Task details — Put each line of the material below into a numbered list, omitting any blank lines.

Pointing records for named objects:
+-------+
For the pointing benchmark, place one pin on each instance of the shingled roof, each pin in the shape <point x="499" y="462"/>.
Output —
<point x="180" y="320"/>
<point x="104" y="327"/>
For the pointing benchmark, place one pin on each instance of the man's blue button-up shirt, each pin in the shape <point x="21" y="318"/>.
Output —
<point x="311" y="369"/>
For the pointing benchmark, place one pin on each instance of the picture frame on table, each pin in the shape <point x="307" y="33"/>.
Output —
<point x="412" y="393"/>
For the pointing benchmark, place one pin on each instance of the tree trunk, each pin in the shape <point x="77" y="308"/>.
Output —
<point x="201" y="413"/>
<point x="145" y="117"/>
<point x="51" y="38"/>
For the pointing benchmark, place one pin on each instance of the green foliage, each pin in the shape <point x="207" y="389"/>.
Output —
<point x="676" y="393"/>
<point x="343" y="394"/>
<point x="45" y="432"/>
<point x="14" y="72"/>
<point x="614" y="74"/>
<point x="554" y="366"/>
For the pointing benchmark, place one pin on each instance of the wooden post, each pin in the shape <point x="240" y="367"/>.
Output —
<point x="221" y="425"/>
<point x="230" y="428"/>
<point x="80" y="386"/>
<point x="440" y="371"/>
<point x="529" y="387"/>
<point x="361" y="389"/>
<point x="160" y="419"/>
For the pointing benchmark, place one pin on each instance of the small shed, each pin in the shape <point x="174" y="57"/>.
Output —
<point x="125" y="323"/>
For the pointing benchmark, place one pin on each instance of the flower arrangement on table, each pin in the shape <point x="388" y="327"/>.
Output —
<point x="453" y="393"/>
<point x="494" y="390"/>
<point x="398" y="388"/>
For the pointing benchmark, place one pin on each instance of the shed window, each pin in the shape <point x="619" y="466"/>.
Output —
+-------+
Final answer —
1. For the pointing benchmark, place one pin on each instance of the shingled roof, each pin in the shape <point x="499" y="462"/>.
2. Output —
3. <point x="180" y="320"/>
4. <point x="104" y="327"/>
5. For the pointing benchmark, place one pin on each instance of the man's blue button-up shirt, each pin in the shape <point x="21" y="318"/>.
6. Output —
7. <point x="311" y="369"/>
8. For the pointing benchmark, place one pin on each instance of the picture frame on table, each pin in the shape <point x="307" y="33"/>.
9. Output —
10. <point x="412" y="393"/>
11. For the pointing benchmark, place one pin on each instance of the tree trunk, each pin in the shape <point x="77" y="308"/>.
12. Output —
13. <point x="201" y="413"/>
14. <point x="145" y="117"/>
15. <point x="51" y="38"/>
16. For the pointing benchmark, place one pin on each instance of the green foliage, each pin in the shape <point x="207" y="389"/>.
17. Output —
18. <point x="676" y="393"/>
19. <point x="343" y="394"/>
20. <point x="45" y="432"/>
21. <point x="14" y="72"/>
22. <point x="614" y="74"/>
23. <point x="554" y="366"/>
24. For the pointing benchmark, place one pin on each instance of the wooden post, each pin in the shape <point x="240" y="367"/>.
25. Output —
26. <point x="221" y="425"/>
27. <point x="230" y="428"/>
28. <point x="80" y="386"/>
29. <point x="440" y="371"/>
30. <point x="529" y="387"/>
31. <point x="361" y="389"/>
32. <point x="160" y="419"/>
33. For the pointing benchmark, place one pin on each instance of the small shed, each pin in the shape <point x="174" y="57"/>.
34. Output —
35. <point x="125" y="323"/>
36. For the pointing benchmark, place one pin on each instance of the flower arrangement on table, each pin in the shape <point x="388" y="327"/>.
37. Output —
38. <point x="453" y="393"/>
39. <point x="494" y="390"/>
40. <point x="398" y="388"/>
41. For the pointing benchmark, place one pin on each instance of the shed window, each pin in the shape <point x="619" y="466"/>.
42. Output —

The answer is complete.